Work instructions: Render this sentence from the pediatric cancer clinic passage in Spanish: "Oncology is the field of medicine devoted to the study and treatment of cancer."

Presbyterian Blume Pediatric Hematology and Oncology Clinic is one of the premier pediatric cancer clinics in the country. Our board certified pediatric oncologists and pediatric oncology nurses are committed to providing the best cancer care for children ranging in age from infancy to adolescence.
Oncology is the field of medicine devoted to the study and treatment of cancer. The doctors in our clinic have devoted their careers to diagnosing and treating childhood cancers. Common cancer treatments include radiation, chemotherapy and, in some cases, surgery. Just like every child is different, every case is also different. Your physician will outline a personalized treatment plan based on your child’s diagnosis.
Research and Clinical Trials
Presbyterian Blume Pediatric Hematology and Oncology Clinic is an important part of the Presbyterian Hospital Center for Cancer Research. We are home to the hospital system’s pediatric cancer research program. Our patients benefit from clinical research and clinical trials. We aim to discover new approaches for the prevention, diagnosis and treatment of pediatric tumors.

[Stored data entries]
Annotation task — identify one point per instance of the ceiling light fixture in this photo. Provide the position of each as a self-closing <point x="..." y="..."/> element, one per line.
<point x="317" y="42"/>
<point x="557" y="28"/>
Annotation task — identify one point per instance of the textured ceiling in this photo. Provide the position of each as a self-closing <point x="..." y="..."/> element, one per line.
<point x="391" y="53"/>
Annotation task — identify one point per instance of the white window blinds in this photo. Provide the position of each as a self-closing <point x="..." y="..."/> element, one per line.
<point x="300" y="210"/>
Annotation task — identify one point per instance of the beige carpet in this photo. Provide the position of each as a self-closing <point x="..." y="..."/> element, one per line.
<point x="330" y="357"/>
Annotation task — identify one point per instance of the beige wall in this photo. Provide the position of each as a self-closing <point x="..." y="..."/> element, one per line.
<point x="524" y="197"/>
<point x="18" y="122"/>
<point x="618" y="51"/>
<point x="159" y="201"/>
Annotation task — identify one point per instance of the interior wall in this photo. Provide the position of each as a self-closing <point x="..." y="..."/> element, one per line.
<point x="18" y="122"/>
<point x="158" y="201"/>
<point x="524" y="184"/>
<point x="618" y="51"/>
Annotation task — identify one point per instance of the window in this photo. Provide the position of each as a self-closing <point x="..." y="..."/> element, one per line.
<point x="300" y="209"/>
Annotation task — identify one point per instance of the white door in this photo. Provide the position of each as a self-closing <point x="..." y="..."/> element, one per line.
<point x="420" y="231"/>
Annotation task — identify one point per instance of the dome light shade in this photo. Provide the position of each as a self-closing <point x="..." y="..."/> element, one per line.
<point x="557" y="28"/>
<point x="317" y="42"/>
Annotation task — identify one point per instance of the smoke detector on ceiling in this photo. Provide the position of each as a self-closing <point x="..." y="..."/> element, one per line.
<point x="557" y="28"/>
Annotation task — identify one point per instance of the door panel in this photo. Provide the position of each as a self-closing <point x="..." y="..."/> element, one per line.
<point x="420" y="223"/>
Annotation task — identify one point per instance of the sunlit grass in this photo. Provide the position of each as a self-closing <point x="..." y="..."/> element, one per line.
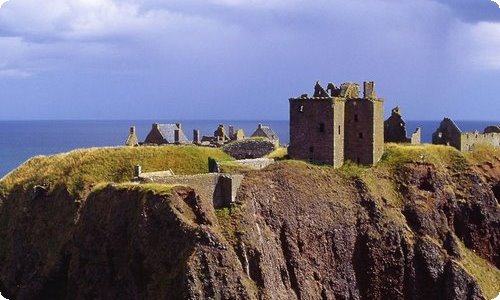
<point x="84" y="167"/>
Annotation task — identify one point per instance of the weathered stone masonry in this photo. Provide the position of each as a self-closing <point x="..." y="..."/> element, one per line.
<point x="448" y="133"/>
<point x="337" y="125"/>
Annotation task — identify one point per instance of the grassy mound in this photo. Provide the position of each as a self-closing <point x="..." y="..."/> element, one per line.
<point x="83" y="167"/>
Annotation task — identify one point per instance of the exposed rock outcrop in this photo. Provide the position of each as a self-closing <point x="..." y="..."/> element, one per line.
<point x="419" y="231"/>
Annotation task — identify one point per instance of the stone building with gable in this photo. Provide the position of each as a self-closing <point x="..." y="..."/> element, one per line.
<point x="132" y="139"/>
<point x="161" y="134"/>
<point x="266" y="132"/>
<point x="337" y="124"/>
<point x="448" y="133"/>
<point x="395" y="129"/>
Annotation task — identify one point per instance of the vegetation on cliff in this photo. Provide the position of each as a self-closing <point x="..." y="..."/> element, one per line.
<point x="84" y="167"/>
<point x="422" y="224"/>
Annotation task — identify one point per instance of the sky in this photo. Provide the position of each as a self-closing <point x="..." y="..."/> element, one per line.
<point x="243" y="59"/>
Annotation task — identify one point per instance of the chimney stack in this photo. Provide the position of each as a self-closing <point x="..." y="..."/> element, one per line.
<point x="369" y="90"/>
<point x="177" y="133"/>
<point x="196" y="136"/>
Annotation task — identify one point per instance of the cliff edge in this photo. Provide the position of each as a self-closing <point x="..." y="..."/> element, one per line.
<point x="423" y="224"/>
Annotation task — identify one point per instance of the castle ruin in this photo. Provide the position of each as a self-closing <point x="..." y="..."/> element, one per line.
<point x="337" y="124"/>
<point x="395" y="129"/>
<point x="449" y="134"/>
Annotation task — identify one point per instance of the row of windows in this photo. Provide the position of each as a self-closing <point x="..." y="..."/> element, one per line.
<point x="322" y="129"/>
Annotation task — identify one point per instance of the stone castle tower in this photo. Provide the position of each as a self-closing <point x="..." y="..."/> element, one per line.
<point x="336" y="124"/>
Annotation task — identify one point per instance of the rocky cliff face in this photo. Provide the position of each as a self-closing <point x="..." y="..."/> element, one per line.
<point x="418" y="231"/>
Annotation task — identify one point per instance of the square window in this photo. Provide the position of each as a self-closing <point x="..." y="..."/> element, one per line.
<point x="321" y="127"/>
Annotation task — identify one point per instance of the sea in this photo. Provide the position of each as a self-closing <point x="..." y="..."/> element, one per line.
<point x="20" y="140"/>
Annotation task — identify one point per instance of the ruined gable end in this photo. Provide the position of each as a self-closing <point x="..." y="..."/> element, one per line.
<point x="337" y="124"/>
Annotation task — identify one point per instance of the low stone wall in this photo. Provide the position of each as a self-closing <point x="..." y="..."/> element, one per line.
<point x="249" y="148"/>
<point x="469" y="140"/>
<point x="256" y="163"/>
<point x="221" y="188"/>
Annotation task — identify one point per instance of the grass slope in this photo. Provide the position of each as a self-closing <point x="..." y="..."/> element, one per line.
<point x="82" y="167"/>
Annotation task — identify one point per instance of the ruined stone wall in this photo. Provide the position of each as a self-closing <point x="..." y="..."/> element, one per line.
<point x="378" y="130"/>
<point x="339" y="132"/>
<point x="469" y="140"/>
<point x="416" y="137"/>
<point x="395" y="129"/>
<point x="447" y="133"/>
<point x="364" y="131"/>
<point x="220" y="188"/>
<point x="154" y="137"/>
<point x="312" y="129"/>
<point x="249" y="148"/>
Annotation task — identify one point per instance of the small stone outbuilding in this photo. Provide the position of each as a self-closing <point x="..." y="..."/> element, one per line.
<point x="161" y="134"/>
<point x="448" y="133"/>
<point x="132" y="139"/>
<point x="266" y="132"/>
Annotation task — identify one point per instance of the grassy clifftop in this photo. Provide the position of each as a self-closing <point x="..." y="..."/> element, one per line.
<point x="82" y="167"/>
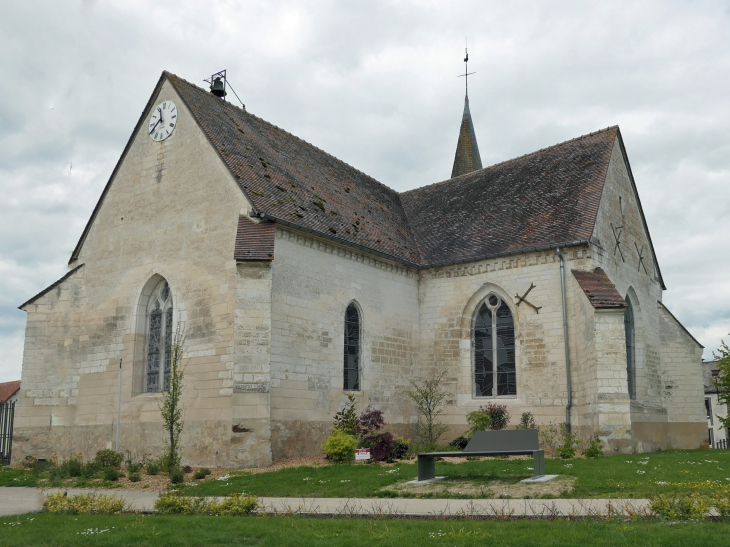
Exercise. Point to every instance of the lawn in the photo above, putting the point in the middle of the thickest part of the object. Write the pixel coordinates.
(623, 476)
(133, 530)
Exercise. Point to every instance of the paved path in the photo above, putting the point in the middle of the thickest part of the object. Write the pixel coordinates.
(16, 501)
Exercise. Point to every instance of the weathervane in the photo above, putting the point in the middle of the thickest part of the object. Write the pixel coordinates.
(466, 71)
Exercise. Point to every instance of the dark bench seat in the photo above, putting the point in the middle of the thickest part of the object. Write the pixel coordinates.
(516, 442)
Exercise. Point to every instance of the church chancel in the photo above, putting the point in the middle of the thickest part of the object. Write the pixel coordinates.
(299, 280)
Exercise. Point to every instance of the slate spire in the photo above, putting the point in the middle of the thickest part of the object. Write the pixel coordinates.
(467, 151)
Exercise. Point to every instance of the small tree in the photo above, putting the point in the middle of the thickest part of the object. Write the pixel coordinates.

Task result: La oncología es el campo de la medicina dedicado al estudio y al tratamiento del cáncer.